MATERIAL SUPPLIED.
start

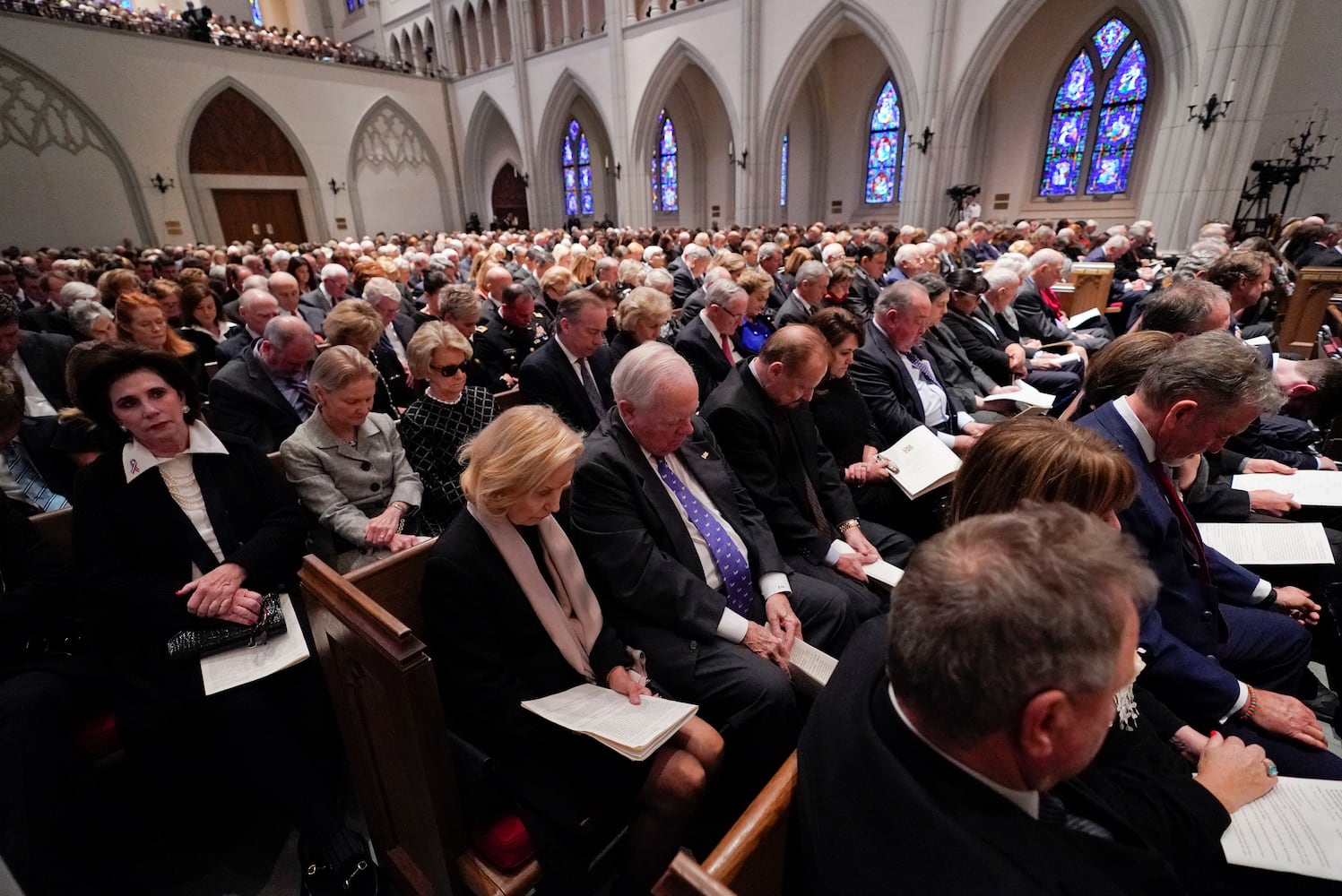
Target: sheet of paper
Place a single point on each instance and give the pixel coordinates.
(879, 570)
(1295, 828)
(813, 661)
(1082, 317)
(1312, 487)
(243, 664)
(610, 717)
(1268, 544)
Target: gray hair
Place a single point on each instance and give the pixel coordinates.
(896, 297)
(1217, 370)
(378, 289)
(85, 313)
(721, 291)
(640, 375)
(1029, 633)
(810, 270)
(1182, 307)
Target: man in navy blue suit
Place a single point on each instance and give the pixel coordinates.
(1223, 647)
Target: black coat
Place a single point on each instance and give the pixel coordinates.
(775, 451)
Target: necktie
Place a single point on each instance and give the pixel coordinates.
(1053, 813)
(30, 480)
(589, 386)
(732, 564)
(1185, 522)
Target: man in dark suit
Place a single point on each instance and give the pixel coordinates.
(953, 752)
(901, 381)
(1223, 647)
(807, 297)
(1042, 317)
(572, 372)
(262, 394)
(38, 358)
(693, 570)
(707, 340)
(255, 307)
(761, 418)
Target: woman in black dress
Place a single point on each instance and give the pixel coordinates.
(510, 613)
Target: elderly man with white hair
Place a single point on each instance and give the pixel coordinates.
(1042, 317)
(329, 291)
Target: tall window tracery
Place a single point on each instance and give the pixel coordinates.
(666, 177)
(886, 149)
(576, 162)
(1096, 116)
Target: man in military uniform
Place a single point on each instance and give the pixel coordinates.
(505, 342)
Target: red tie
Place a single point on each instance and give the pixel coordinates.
(1185, 522)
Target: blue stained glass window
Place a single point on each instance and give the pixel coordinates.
(666, 183)
(1096, 114)
(576, 162)
(1109, 39)
(885, 148)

end

SET EXERCISE. Can you copy the items above again, starting at the line containing "Target: elderly man with white hair" and ending at the last line of the items, both included, with the instruction lines kept too, and shift each answer's pixel coordinates by adding 63 to both numbers?

THE REPLY.
Target: elderly man with white hair
Place a single point on each instance and give the pixel coordinates.
(1105, 380)
(392, 354)
Target: tall window tracery
Place a single point on each instance and give the pixel coordinates.
(729, 240)
(949, 212)
(639, 225)
(1159, 179)
Target: man in military uniform
Place a single point on each instance and give the pixel coordinates.
(568, 405)
Target: red tie
Place a single point on each instance and give the pixel coordinates.
(1248, 585)
Target: blue stained glass window
Place a single point on each instance and give the pixel coordinates.
(729, 246)
(1159, 177)
(639, 225)
(1172, 102)
(948, 211)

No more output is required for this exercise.